[Opening Exercise text section]

Indiana Absentee Ballot Application Bill Scaled Back by House Committee

Indiana Absentee Ballot Application Bill Scaled Back by
House Committee 1

An absentee ballot application bill that would have made new identification requirements necessary was greatly scaled back by a House committee on Thursday.

A central part of the proposed bill, known as SB 353, would require voters to show their driver’s license number on absentee ballot applications or write out the last four numbers of their Social Security number.

Committee Chairman Rep. Tim Wesco, a Republican from Osceola, said he believes the step would improve security for online ballot applications.

“It would make it more difficult for someone to request an absentee ballot for another person without their consent, because they would have to have that personal information,” Wesco explained.

The committee changed the requirement to a large extent.

Now the bill only requires Indiana voters to include their driver’s license number or the last four digits of their SSN on an online application for absentee ballots.

[Closing Exercise text section]

Can you copy the entire text about the Indiana absentee ballot application bill word for word?

[Opening Record extracts section]

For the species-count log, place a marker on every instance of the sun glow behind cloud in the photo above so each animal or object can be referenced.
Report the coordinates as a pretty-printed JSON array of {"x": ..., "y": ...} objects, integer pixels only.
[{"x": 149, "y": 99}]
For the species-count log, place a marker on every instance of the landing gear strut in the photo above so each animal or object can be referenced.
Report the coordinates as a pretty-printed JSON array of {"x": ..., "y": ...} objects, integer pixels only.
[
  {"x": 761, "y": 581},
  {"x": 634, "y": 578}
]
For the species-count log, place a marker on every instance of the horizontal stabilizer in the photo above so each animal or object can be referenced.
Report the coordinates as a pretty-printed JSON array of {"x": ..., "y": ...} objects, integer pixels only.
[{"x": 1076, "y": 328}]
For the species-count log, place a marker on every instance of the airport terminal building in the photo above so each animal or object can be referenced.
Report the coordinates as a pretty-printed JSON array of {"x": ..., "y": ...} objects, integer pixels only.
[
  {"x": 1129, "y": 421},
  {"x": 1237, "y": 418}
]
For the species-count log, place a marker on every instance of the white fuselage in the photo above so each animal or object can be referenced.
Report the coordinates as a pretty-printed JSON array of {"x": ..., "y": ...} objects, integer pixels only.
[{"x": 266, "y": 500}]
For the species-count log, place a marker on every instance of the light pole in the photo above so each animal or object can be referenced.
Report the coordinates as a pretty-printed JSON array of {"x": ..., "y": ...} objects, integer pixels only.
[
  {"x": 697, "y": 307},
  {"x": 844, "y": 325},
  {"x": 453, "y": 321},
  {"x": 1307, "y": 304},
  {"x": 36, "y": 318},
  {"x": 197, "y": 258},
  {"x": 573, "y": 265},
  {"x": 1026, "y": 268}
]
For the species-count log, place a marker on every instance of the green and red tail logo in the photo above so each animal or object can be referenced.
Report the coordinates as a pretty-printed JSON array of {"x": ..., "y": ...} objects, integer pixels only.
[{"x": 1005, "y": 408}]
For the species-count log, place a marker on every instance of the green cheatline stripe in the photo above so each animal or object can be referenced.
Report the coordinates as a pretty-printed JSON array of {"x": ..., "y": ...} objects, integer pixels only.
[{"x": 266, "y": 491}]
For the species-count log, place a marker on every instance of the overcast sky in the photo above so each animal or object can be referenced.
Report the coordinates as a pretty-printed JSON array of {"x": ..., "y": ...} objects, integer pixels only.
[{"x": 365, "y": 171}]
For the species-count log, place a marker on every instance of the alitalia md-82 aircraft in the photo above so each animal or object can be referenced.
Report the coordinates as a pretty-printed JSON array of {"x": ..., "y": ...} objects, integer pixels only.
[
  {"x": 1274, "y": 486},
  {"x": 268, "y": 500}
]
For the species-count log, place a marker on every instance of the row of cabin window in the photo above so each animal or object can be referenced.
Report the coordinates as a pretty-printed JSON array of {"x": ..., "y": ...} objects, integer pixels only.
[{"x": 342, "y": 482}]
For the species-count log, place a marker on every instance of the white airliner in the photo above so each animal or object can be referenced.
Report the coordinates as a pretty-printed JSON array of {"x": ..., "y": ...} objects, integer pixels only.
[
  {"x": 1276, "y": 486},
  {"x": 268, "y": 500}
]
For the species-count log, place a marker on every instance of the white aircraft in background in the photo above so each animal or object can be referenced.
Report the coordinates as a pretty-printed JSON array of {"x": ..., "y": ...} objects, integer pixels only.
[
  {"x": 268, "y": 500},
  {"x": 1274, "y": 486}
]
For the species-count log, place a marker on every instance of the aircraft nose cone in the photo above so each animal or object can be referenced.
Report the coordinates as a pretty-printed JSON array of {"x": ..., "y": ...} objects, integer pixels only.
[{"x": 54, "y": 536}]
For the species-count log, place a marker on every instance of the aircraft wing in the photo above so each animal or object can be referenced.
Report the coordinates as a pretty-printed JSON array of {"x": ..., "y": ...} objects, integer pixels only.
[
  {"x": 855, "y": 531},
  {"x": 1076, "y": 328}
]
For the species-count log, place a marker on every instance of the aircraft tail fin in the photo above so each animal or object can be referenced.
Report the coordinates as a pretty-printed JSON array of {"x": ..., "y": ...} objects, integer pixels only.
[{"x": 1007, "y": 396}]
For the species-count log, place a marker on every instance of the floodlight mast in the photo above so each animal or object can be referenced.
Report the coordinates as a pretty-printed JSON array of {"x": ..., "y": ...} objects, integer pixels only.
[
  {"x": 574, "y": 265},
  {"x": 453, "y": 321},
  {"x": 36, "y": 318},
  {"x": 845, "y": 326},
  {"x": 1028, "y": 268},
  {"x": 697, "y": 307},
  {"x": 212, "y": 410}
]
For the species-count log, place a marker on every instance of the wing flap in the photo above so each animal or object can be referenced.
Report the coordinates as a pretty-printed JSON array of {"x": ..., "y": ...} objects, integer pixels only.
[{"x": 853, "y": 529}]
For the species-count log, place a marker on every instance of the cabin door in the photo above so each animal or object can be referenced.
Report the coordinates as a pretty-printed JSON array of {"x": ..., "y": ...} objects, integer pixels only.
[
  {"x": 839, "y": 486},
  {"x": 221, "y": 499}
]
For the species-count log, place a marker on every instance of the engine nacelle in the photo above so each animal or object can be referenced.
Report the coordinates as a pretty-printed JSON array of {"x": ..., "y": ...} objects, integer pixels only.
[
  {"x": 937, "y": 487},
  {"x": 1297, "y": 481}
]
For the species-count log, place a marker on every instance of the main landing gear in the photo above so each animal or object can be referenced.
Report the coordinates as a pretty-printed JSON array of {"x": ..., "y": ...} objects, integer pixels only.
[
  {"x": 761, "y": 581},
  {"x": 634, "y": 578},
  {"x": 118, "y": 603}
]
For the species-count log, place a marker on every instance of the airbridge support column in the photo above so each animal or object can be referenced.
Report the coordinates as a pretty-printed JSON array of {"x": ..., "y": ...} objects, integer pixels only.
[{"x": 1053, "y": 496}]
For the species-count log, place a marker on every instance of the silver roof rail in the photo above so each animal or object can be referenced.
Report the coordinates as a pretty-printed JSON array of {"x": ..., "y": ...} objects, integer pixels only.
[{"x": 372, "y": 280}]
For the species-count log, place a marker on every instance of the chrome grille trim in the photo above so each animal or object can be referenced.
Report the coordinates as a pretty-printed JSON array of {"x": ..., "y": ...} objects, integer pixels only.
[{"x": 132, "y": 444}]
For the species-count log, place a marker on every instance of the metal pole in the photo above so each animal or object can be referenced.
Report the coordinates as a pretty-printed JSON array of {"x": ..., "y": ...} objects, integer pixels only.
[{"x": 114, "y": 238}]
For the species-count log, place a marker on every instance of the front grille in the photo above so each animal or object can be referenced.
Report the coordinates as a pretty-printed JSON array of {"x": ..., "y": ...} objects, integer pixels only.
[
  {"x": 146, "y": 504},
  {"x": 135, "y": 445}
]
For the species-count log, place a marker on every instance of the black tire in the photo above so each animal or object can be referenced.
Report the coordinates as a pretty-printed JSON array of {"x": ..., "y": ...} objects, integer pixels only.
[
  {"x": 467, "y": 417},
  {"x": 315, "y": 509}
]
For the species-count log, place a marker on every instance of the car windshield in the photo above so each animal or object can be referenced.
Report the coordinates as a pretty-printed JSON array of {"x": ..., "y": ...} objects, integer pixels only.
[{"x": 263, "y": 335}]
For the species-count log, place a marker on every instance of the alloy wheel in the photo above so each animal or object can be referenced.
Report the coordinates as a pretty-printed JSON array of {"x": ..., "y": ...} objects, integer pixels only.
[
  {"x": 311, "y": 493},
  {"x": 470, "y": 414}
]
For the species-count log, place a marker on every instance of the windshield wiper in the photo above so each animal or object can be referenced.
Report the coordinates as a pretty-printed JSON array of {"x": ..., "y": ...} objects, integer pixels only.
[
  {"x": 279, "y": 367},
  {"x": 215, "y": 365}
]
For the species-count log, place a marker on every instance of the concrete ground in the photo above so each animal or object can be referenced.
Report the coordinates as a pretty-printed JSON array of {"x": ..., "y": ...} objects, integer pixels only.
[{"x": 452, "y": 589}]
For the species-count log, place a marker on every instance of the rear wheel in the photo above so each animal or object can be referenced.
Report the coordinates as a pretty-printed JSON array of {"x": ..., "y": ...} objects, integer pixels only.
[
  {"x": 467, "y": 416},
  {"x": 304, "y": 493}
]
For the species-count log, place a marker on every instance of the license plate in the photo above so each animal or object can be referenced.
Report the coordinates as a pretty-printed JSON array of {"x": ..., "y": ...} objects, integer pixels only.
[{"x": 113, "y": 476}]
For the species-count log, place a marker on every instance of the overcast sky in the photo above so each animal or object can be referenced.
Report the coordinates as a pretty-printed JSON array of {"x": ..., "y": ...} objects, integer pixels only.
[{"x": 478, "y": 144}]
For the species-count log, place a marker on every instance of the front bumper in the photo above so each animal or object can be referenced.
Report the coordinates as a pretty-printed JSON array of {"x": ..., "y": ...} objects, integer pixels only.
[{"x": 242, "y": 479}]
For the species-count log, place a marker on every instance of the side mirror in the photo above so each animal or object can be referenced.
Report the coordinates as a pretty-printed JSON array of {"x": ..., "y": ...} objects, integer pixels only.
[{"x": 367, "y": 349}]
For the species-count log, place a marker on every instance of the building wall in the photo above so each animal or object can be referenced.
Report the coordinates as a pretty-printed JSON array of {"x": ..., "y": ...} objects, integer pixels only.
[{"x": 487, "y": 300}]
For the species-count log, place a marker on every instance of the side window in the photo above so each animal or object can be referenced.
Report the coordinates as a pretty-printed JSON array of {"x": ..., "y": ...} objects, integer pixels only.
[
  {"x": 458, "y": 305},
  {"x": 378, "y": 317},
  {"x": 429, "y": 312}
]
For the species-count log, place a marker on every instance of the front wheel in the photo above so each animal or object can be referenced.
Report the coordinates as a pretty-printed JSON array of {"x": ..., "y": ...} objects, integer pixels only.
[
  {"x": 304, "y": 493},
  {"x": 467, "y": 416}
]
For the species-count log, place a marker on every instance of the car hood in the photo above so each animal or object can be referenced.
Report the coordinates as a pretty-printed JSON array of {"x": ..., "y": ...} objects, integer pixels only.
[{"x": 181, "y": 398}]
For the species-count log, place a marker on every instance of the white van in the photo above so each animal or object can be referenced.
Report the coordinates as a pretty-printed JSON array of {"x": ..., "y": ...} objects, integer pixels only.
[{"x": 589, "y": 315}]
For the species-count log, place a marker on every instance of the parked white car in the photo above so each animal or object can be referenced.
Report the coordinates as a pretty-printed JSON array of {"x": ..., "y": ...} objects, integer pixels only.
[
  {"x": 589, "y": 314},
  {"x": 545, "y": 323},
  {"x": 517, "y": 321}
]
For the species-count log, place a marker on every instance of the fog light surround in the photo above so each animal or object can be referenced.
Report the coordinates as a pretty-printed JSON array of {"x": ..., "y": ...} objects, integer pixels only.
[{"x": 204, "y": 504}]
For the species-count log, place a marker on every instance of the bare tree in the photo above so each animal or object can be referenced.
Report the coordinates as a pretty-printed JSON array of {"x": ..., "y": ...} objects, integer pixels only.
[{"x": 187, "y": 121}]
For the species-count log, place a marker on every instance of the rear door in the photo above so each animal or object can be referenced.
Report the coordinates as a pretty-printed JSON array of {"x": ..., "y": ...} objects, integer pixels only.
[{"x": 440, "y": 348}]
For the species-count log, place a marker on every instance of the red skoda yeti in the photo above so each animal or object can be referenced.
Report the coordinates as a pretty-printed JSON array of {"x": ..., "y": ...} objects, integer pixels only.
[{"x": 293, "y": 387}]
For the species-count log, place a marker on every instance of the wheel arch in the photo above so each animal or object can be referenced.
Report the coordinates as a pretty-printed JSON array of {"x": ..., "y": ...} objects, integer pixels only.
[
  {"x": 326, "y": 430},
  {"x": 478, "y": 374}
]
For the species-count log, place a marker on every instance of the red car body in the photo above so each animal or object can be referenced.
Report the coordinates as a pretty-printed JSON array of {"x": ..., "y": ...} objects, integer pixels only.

[Closing Record extracts section]

**Result**
Indiana Absentee Ballot Application Bill Scaled Back by House Committee

Indiana Absentee Ballot Application Bill Scaled Back by
House Committee 1

An absentee ballot application bill that would have made new identification requirements necessary was greatly scaled back by a House committee on Thursday.

A central part of the proposed bill, known as SB 353, would require voters to show their driver’s license number on absentee ballot applications or write out the last four numbers of their Social Security number.

Committee Chairman Rep. Tim Wesco, a Republican from Osceola, said he believes the step would improve security for online ballot applications.

“It would make it more difficult for someone to request an absentee ballot for another person without their consent, because they would have to have that personal information,” Wesco explained.

The committee changed the requirement to a large extent.

Now the bill only requires Indiana voters to include their driver’s license number or the last four digits of their SSN on an online application for absentee ballots.